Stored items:
+ + + +

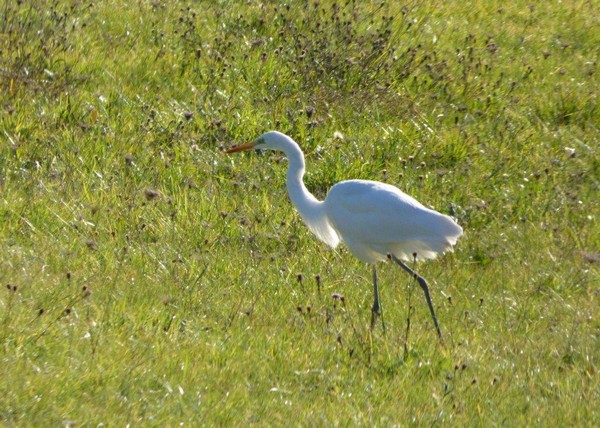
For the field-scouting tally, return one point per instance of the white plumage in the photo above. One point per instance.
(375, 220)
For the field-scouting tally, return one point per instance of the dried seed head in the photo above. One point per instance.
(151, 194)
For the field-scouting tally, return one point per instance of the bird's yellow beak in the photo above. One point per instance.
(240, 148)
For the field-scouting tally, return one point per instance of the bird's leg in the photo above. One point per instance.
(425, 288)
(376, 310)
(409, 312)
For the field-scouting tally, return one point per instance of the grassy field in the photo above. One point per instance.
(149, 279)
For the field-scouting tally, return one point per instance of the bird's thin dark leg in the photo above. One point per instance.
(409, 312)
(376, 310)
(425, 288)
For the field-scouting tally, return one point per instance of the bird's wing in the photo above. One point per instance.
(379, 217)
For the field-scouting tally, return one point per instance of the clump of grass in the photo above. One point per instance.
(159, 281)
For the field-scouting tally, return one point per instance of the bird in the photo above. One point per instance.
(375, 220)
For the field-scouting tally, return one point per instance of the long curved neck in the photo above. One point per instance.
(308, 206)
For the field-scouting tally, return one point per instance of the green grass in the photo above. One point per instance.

+ + + +

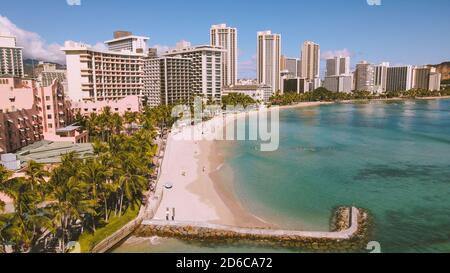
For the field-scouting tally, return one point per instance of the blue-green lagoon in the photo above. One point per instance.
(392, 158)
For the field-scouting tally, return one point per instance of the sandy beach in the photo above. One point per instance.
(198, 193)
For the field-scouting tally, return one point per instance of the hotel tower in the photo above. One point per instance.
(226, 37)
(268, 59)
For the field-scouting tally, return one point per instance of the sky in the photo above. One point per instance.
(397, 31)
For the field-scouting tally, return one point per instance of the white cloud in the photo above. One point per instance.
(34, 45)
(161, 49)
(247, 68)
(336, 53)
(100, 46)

+ + + +

Count the lines in the data above that contain the string "green", and give only the number.

2